3 files changed, 206 insertions, 17 deletions
diff --git a/Documentation/virt/kvm/api.rst b/Documentation/virt/kvm/api.rst
index 43ed57e048a8..6aa40ee05a4a 100644
--- a/Documentation/virt/kvm/api.rst
+++ b/Documentation/virt/kvm/api.rst
@@ -2006,7 +2006,14 @@ frequency is KHz.
 
 If the KVM_CAP_VM_TSC_CONTROL capability is advertised, this can also
 be used as a vm ioctl to set the initial tsc frequency of subsequently
-created vCPUs.
+created vCPUs.  Note, the vm ioctl is only allowed prior to creating vCPUs.
+
+For TSC protected Confidential Computing (CoCo) VMs where TSC frequency
+is configured once at VM scope and remains unchanged during VM's
+lifetime, the vm ioctl should be used to configure the TSC frequency
+and the vcpu ioctl is not supported.
+
+Example of such CoCo VMs: TDX guests.
 
 4.56 KVM_GET_TSC_KHZ
 --------------------
@@ -7230,8 +7237,8 @@ inputs and outputs of the TDVMCALL.  Currently the following values of
    placed in fields from ``r11`` to ``r14`` of the ``get_tdvmcall_info``
    field of the union.
 
-* ``TDVMCALL_SETUP_EVENT_NOTIFY_INTERRUPT``: the guest has requested to
-set up a notification interrupt for vector ``vector``.
+ * ``TDVMCALL_SETUP_EVENT_NOTIFY_INTERRUPT``: the guest has requested to
+   set up a notification interrupt for vector ``vector``.
 
 KVM may add support for more values in the future that may cause a userspace
 exit, even without calls to ``KVM_ENABLE_CAP`` or similar.  In this case,
@@ -7844,6 +7851,7 @@ Valid bits in args[0] are::
   #define KVM_X86_DISABLE_EXITS_HLT              (1 << 1)
   #define KVM_X86_DISABLE_EXITS_PAUSE            (1 << 2)
   #define KVM_X86_DISABLE_EXITS_CSTATE           (1 << 3)
+  #define KVM_X86_DISABLE_EXITS_APERFMPERF       (1 << 4)

* **AIM OF THE EXERCISE**: Copy out the KVM documentation diff above in full, reproducing every line and character without change.

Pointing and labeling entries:
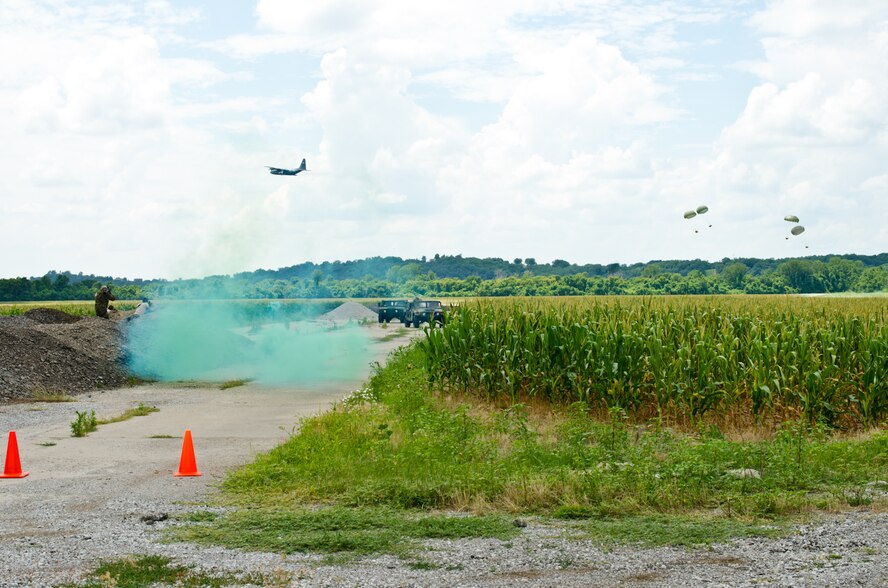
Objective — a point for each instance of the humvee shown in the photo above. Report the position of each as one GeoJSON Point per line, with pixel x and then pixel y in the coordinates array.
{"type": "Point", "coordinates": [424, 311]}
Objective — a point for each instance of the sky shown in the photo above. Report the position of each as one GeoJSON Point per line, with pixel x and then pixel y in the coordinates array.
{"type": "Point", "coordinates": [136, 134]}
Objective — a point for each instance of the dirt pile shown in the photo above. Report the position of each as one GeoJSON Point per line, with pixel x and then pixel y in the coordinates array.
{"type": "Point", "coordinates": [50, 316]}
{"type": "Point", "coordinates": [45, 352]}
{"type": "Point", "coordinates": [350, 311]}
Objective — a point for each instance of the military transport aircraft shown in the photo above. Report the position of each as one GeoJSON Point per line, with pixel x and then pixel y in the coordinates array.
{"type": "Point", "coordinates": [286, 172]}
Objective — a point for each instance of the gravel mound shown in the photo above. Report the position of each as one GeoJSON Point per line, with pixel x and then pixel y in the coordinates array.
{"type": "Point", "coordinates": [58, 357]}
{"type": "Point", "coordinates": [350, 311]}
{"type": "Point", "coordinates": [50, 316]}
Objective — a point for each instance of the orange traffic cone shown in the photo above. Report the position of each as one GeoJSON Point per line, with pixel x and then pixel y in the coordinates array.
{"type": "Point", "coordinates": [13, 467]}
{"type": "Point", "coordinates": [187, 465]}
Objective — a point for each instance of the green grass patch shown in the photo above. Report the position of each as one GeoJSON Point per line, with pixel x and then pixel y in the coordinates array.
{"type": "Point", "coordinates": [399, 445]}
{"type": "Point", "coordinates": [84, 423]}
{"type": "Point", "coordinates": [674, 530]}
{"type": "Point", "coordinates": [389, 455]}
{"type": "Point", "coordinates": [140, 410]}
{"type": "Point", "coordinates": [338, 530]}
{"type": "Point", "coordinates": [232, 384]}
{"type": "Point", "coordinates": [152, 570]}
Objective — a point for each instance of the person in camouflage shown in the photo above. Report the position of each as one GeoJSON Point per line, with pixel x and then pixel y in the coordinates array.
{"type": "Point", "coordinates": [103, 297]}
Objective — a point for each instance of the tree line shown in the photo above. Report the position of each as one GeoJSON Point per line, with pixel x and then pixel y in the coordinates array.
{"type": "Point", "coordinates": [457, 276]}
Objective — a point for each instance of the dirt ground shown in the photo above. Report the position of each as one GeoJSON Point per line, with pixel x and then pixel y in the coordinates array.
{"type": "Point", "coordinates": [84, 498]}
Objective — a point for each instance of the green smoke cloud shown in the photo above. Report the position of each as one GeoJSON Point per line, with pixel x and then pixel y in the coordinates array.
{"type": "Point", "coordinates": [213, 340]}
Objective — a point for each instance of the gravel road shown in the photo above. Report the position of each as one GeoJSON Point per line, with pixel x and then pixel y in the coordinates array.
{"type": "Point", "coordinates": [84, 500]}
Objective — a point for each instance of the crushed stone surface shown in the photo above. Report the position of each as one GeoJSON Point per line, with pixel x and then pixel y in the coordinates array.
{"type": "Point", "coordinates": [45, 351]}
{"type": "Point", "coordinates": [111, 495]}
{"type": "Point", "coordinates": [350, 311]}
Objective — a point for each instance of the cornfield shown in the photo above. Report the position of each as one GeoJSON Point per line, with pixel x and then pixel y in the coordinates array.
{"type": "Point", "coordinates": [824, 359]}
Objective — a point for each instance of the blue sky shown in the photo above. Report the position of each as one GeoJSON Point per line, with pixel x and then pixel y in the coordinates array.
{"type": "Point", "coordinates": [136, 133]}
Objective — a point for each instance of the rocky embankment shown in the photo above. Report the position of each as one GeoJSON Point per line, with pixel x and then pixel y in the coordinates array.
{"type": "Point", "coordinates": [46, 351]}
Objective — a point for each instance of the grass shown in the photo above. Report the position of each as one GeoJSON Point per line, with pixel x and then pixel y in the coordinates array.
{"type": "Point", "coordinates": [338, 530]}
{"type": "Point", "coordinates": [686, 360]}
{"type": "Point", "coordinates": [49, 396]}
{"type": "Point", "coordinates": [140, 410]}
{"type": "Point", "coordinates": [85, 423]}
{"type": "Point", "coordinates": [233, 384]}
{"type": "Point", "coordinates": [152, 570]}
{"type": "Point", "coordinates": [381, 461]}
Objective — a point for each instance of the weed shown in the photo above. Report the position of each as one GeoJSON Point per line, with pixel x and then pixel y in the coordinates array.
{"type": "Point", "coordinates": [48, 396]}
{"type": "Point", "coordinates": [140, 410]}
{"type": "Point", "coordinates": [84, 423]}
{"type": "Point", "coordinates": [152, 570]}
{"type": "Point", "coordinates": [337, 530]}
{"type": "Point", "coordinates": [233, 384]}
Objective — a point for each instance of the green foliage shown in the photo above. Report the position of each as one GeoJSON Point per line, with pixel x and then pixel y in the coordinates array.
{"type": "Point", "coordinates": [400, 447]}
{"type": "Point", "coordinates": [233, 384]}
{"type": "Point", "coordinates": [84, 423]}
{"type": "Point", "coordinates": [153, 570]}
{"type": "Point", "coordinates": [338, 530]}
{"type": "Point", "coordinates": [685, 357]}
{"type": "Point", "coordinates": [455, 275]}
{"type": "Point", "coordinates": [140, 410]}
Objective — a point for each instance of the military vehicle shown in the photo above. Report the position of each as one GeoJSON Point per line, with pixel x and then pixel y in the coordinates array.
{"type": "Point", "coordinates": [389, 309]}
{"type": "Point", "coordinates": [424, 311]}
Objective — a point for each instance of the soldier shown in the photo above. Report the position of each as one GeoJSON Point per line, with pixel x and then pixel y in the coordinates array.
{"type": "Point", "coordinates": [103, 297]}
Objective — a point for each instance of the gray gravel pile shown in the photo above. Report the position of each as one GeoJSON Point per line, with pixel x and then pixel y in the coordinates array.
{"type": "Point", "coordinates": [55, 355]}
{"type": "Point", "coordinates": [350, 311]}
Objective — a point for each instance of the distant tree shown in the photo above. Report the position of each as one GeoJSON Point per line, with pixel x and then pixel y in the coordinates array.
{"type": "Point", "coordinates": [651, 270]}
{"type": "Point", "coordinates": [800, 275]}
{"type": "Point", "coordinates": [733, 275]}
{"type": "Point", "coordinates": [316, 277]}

* **ANSWER FOR THE TASK**:
3 files changed, 206 insertions, 17 deletions
diff --git a/Documentation/virt/kvm/api.rst b/Documentation/virt/kvm/api.rst
index 43ed57e048a8..6aa40ee05a4a 100644
--- a/Documentation/virt/kvm/api.rst
+++ b/Documentation/virt/kvm/api.rst
@@ -2006,7 +2006,14 @@ frequency is KHz.
 
 If the KVM_CAP_VM_TSC_CONTROL capability is advertised, this can also
 be used as a vm ioctl to set the initial tsc frequency of subsequently
-created vCPUs.
+created vCPUs.  Note, the vm ioctl is only allowed prior to creating vCPUs.
+
+For TSC protected Confidential Computing (CoCo) VMs where TSC frequency
+is configured once at VM scope and remains unchanged during VM's
+lifetime, the vm ioctl should be used to configure the TSC frequency
+and the vcpu ioctl is not supported.
+
+Example of such CoCo VMs: TDX guests.
 
 4.56 KVM_GET_TSC_KHZ
 --------------------
@@ -7230,8 +7237,8 @@ inputs and outputs of the TDVMCALL.  Currently the following values of
    placed in fields from ``r11`` to ``r14`` of the ``get_tdvmcall_info``
    field of the union.
 
-* ``TDVMCALL_SETUP_EVENT_NOTIFY_INTERRUPT``: the guest has requested to
-set up a notification interrupt for vector ``vector``.
+ * ``TDVMCALL_SETUP_EVENT_NOTIFY_INTERRUPT``: the guest has requested to
+   set up a notification interrupt for vector ``vector``.
 
 KVM may add support for more values in the future that may cause a userspace
 exit, even without calls to ``KVM_ENABLE_CAP`` or similar.  In this case,
@@ -7844,6 +7851,7 @@ Valid bits in args[0] are::
   #define KVM_X86_DISABLE_EXITS_HLT              (1 << 1)
   #define KVM_X86_DISABLE_EXITS_PAUSE            (1 << 2)
   #define KVM_X86_DISABLE_EXITS_CSTATE           (1 << 3)
+  #define KVM_X86_DISABLE_EXITS_APERFMPERF       (1 << 4)